## TAREFAS DO EXERCÍCIO
1. Edita o excerto do discurso sobre os duelos, começando em "O Orador:-Quem ousaria" e terminando em "das suas ambições.", com "virtudes militares" substituído por "qualidades militares".
2. Retoma o discurso sobre o oficial que recusou o duelo e prossegue-o a partir da última frase apresentada.

## TEXTO DE LEITURA
..........
Creio que foi desde então que se acabaram os duelos em Portugal.

E agora perguntar-se-á: qual foi o desfecho desta pendência, quais foram os seus efeitos imediatos? Nenhuns, que se saiba.

Suponho que estão previstas as sanções aplicáveis a todo o oficial que se recusa a bater-se em duelo. Mas quem teria em Portugal autoridade e prestigio para chamar à responsabilidade esse heróico soldado que em França e em África se cobriu de glória?

Vozes: - Muito bem!

O Orador:-Quem ousaria bulir na sua folha de serviços por recusar a bater-se?! Ele, que se bateu como ninguém na defesa da ordem, regando com o seu próprio sangue as ruas desta cidade que tanto lhe deve!

Ele, que toda a vida se bateu, como lídimo possuidor dessas virtudes militares que Salazar tão a propósito,, com tanta elevação e tanta justiça lhe reconhece.

Vozes: - Muito bem !

O Orador:-Ninguém, de facto, pode esquecer a sua acção persistente e voluntariosa na repressão do crime, apesar de se defrontar com uma alcateia de sicários que certos políticos tacitamente protegiam ou pelo menos toleravam, ao serviço das suas intrigas e das suas ambições.

Ninguém ignora que havia então certos plutocratas que subvencionavam largamente essas quadrilhas de malfeitores, em troca duma garantia, aluís inconsistente, de segurança efémera.

Não há dúvida de que a Legião Vermelha, derrubando obstáculos, resistências e até ministérios, contava, para sua impunidade, com poderes mais altos do que a Polícia de Lisboa.

Vozes: - Muito bem !

O Orador:-E o pior ainda é que tudo isto se passava neste burgo europeu à beira-mar plantado, para contemplação e escárnio do Mundo; nesta cidade heróica e galharda, que uma política servil abandalhava, sob o olhar apático e descrente de uma sociedade inerte, desmoralizada e abúlica.
..........
## INFORMAÇÃO REGISTADA
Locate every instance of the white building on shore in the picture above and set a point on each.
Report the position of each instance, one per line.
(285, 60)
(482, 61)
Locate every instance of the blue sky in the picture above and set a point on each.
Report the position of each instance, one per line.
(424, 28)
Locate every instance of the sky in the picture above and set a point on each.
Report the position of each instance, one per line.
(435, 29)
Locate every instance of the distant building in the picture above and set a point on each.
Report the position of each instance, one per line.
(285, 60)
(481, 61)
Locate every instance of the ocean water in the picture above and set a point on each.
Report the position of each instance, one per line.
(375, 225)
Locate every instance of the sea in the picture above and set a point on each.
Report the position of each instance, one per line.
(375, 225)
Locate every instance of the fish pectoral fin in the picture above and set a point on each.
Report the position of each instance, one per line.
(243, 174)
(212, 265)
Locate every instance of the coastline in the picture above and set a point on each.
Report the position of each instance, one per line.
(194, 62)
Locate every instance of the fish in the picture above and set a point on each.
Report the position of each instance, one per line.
..........
## RESPOSTAS DO EXERCÍCIO
1.
O Orador:-Quem ousaria bulir na sua folha de serviços por recusar a bater-se?! Ele, que se bateu como ninguém na defesa da ordem, regando com o seu próprio sangue as ruas desta cidade que tanto lhe deve!

Ele, que toda a vida se bateu, como lídimo possuidor dessas qualidades militares que Salazar tão a propósito,, com tanta elevação e tanta justiça lhe reconhece.

Vozes: - Muito bem !

O Orador:-Ninguém, de facto, pode esquecer a sua acção persistente e voluntariosa na repressão do crime, apesar de se defrontar com uma alcateia de sicários que certos políticos tacitamente protegiam ou pelo menos toleravam, ao serviço das suas intrigas e das suas ambições.

2.
Entretanto, neste lodaçal de tédio e de indiferença, o comandante da Policia de Lisboa reagia sempre, através de tudo e de todos, com uma coragem moral inexcedível. E a tal ponto que, não ignorando que o queriam assassinar, dispondo mesmo de informações seguras sobre o sinistro plano dos facínoras, Ferreira do Amaral continuava, como de costume, a percorrer impávido a pé, o caminho entre o Governo Civil e a sua casa, sem precauções de qualquer espécie, sem vigilância, sem guarda-costas, sem levar consigo uma arma sequer, como se defendesse a todo o transe, encarniçadamente, a regalia indeclinável do direito à morte.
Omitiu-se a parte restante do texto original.